● **Description of the task**
Quote the abstract on controlling night time noise and light in a surgical intensive care unit in full, word for word.

● **Reading passage**

Efficacy of Controlling Night Time Noise and Light to Improve Patients' Sleep Quality in a Surgical Intensive Care Unit

Monday, 12 July 2010: 2:45 PM

Tsae-Jyy Wang, PhD, RN
Department of Nursing, National Taipei College of Nursing, Taipei, Taiwan
Shu-Yan Lee, MS, RN
Department of Nursing, Tri-Service Medical Center, Taipei, Taiwan

Learning Objective 1: know the guidelines for controlling night time noise and light in an intensive care unit.

Learning Objective 2: know the efficacy of the above guidelines for improving sleep quality of surgical patients.

Purpose: The purpose of the study was to test the efficacy of the guidelines for controlling night time noise and light and thereafter to improve sleep quality of surgical patients in an intensive care unit.

Methods: The study was a quasiexperimental design, with 55 surgical patients recruited from an intensive care unit in Taiwan. There were two phases in the study. From December 2007 to Feb 2008, data on 27 control participants’ sleep quality were collected. From Feb to May 2008, guidelines of modifying nurses’ behavior geared toward noise and light pollution reduction was implemented and then data on 28 intervention participant were collected. Statistical analyses included descriptive statistics, Chi-Square tests, t-tests, and Generalized Estimating Equation.

Results: The results of Generalized Estimating Equation analysis showed that peak noise level and average noise level measured with a decibel meter were reduced significantly from 59.2 (SD: 4.5) to 51.3 (SD: 3.9) (X2 = 50.1, p < .001), and 57.7 (SD: 4.5) to 50.1 (SD: 4.0) (X2 = 46.5, p < .001) respectively after implementing the study intervention. The perceived noise (t = -2.07, p = .046) and the perceived sleep interruptions from the ICU care activities (t = 5.282, P < 0.001) and noises (t = 4.361, P < 0.001) were all significantly lower in experimental group than that in the control group. The experimental group also reported significantly better sleep quality (t = -2.28, p = .027) and sleep efficiency (t = -2.03, p = .047) than the control group did.

Conclusion: These results support the efficacy of the behavior modification guidelines on controlling night time noise and improving patients’ sleep quality.

● **Records shown**
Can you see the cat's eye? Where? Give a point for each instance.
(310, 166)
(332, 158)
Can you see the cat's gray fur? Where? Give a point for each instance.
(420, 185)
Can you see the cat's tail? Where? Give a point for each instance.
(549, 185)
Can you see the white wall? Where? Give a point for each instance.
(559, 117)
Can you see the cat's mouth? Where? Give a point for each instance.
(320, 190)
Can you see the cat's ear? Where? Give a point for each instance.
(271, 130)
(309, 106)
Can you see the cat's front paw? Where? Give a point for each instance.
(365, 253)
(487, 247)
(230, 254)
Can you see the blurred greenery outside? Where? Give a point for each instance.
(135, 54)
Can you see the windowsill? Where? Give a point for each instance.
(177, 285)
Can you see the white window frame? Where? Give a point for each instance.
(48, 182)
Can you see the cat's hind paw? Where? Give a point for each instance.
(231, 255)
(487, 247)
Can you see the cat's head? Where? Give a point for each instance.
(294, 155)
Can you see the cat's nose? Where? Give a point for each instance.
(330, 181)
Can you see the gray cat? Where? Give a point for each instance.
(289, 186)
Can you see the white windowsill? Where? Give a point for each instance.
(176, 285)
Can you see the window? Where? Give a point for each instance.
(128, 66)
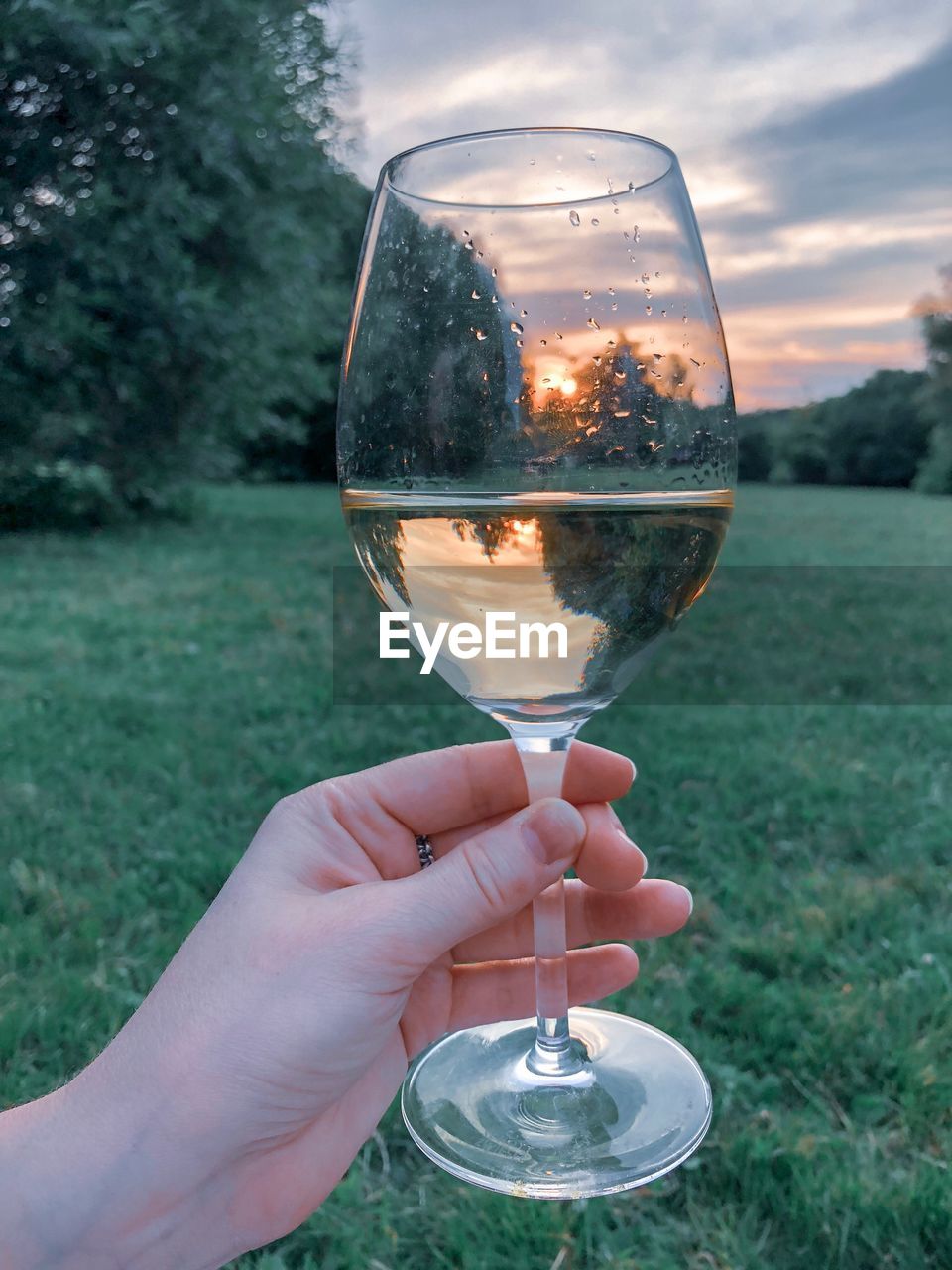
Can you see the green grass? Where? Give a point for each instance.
(160, 689)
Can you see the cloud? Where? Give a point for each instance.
(814, 140)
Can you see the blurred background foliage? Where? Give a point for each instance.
(177, 252)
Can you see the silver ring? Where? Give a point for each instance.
(424, 849)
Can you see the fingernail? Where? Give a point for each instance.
(552, 829)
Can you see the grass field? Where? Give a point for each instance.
(160, 689)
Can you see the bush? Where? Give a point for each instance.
(177, 248)
(934, 475)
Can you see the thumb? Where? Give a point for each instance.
(486, 878)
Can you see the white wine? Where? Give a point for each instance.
(617, 571)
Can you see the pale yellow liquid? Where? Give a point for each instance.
(619, 571)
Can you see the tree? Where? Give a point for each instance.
(934, 475)
(875, 435)
(175, 245)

● **Solution to the exercise**
Efficacy of Controlling Night Time Noise and Light to Improve Patients' Sleep Quality in a Surgical Intensive Care Unit

Monday, 12 July 2010: 2:45 PM

Tsae-Jyy Wang, PhD, RN
Department of Nursing, National Taipei College of Nursing, Taipei, Taiwan
Shu-Yan Lee, MS, RN
Department of Nursing, Tri-Service Medical Center, Taipei, Taiwan

Learning Objective 1: know the guidelines for controlling night time noise and light in an intensive care unit.

Learning Objective 2: know the efficacy of the above guidelines for improving sleep quality of surgical patients.

Purpose: The purpose of the study was to test the efficacy of the guidelines for controlling night time noise and light and thereafter to improve sleep quality of surgical patients in an intensive care unit.

Methods: The study was a quasiexperimental design, with 55 surgical patients recruited from an intensive care unit in Taiwan. There were two phases in the study. From December 2007 to Feb 2008, data on 27 control participants’ sleep quality were collected. From Feb to May 2008, guidelines of modifying nurses’ behavior geared toward noise and light pollution reduction was implemented and then data on 28 intervention participant were collected. Statistical analyses included descriptive statistics, Chi-Square tests, t-tests, and Generalized Estimating Equation.

Results: The results of Generalized Estimating Equation analysis showed that peak noise level and average noise level measured with a decibel meter were reduced significantly from 59.2 (SD: 4.5) to 51.3 (SD: 3.9) (X2 = 50.1, p < .001), and 57.7 (SD: 4.5) to 50.1 (SD: 4.0) (X2 = 46.5, p < .001) respectively after implementing the study intervention. The perceived noise (t = -2.07, p = .046) and the perceived sleep interruptions from the ICU care activities (t = 5.282, P < 0.001) and noises (t = 4.361, P < 0.001) were all significantly lower in experimental group than that in the control group. The experimental group also reported significantly better sleep quality (t = -2.28, p = .027) and sleep efficiency (t = -2.03, p = .047) than the control group did.

Conclusion: These results support the efficacy of the behavior modification guidelines on controlling night time noise and improving patients’ sleep quality.